=== Begin Enclosure ===

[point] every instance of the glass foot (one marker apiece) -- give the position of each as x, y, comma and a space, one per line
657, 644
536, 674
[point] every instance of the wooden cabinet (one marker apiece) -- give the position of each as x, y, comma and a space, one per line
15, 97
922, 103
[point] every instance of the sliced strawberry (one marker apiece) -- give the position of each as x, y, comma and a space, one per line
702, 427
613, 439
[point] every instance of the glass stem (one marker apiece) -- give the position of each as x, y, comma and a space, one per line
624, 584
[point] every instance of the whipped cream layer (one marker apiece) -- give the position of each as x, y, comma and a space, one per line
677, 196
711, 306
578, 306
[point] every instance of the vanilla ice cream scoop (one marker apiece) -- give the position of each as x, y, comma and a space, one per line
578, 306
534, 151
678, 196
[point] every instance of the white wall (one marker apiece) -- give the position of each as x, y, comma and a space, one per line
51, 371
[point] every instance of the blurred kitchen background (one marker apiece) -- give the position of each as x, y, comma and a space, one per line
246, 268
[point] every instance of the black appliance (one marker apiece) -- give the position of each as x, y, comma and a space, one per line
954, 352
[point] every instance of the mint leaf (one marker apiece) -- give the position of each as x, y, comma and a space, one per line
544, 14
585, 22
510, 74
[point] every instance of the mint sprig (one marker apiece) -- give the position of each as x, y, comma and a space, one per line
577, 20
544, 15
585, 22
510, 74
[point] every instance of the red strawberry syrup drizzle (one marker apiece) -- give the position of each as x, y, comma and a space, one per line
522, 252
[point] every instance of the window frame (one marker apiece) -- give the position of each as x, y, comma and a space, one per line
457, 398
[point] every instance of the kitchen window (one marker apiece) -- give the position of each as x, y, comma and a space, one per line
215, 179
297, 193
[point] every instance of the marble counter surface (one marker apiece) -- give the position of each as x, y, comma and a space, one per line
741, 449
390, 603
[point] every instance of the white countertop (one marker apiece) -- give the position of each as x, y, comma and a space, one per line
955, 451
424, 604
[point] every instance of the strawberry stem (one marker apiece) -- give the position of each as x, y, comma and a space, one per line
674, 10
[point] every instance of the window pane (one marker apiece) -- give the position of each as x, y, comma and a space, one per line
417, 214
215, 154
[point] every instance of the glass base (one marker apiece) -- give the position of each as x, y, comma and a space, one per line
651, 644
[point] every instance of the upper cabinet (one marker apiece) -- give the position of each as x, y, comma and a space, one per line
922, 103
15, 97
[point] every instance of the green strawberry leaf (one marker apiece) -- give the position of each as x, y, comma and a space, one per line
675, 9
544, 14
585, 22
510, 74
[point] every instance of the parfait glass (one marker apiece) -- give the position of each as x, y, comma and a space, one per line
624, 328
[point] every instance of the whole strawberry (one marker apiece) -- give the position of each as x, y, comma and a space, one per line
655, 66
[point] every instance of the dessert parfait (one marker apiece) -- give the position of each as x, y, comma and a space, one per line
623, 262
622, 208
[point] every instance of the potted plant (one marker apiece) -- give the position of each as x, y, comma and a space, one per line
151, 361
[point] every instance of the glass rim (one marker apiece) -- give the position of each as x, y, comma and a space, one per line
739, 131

=== End Enclosure ===

What the exercise asks ▸
Set down every record once more, exactly as written.

Task response ▸
[point] every instance of the glass foot (one marker apiece) -- give the position of each as x, y, comma and a space, one per line
657, 644
536, 674
[point] every instance of the wooden cabinet (one marker apiece) -- give the position of each as x, y, comma and a space, one per line
15, 97
922, 103
[point] every instance of the sliced strawberry (one marker apiece) -- give the position of each as x, y, comma and a space, one per line
702, 427
613, 439
[point] every instance of the glass stem (one marker apiece) -- give the position of each as x, y, comma and a space, one per line
624, 584
[point] every instance of the whipped cream layer (one marker apiece) -- give the position of each as x, y, comma and a space, one per line
677, 196
711, 306
578, 306
[point] every instance of the vanilla ice cream scoop (one marker apiece) -- give the position of each as x, y, comma and a space, one per line
578, 306
534, 151
678, 196
[point] every instance of the white wall (one marker apiece) -- give the position of each as x, y, comma and a space, one per line
51, 371
[point] every instance of the blurred kitchen background (one marker apiece) -- give the position of each as x, y, comma and a space, one per line
246, 268
[point] every instance of the black appliance (one marker apiece) -- give the position of each as x, y, comma and a space, one per line
954, 352
[point] every instance of the mint leaf (one marker apiece) -- give the position of each as x, y, comma and a space, one per line
544, 14
585, 22
510, 74
[point] every instance of the mint sprig (one marker apiece) -- give the position of each as x, y, comma and a space, one per line
577, 20
544, 15
585, 22
510, 74
[point] every instance of the red strawberry syrup drizzle (one marker apiece) -- give the position of each as x, y, comma and a space, one per line
522, 252
[point] every instance of the window frame (one marker apiece) -- give the position of each as x, y, comma and a space, one per line
457, 398
[point] every instance of the kitchen window (one marker apiece) -- give the position of each as x, y, comma and a space, one per line
215, 179
297, 193
[point] every instance of the marble counter surface (one marker apiece) -- give the position of each as x, y, comma and a space, one per line
741, 449
390, 603
[point] every instance of the white countertop (one marker apiece) -- give the position of each as x, y, comma and a space, one per line
955, 451
424, 604
[point] every instance of the strawberry stem (one marker apiece) -- give the position of each as x, y, comma and a space, one per line
674, 10
[point] every instance of the window pane (one marker apiece) -- give the position of each as x, y, comma and a space, one per line
417, 214
215, 154
[point] every instance of the glass base (one marker apiece) -- give the position of each as x, y, comma and a space, one per line
651, 644
[point] every instance of the upper cabinet (one marker apiece) -- give the position of each as x, y, comma and a space, one per line
922, 103
15, 97
[point] every instance of the green strawberry leaf (one marker apiece) -- give the position of each as x, y, comma and a space, one per line
675, 9
544, 14
585, 22
510, 74
[point] every instance of the parfait glass (one marker apiece) -- give the position of each as x, y, comma and a space, one per line
624, 328
[point] every instance of the whole strawberry (one marker apiece) -- give the position of each as x, y, comma and a space, one per line
655, 66
[point] every instance of the dessert parfait (one marker apiece) -- give the position of each as x, y, comma and a space, one per line
623, 262
622, 208
[point] every instance of the potted plant (one marker apiece) -- give the position of each as x, y, comma and a space, one per line
151, 361
[point] every instance of the glass rim (one marker apiece) -- give the position of each as x, y, comma and a space, one per line
739, 131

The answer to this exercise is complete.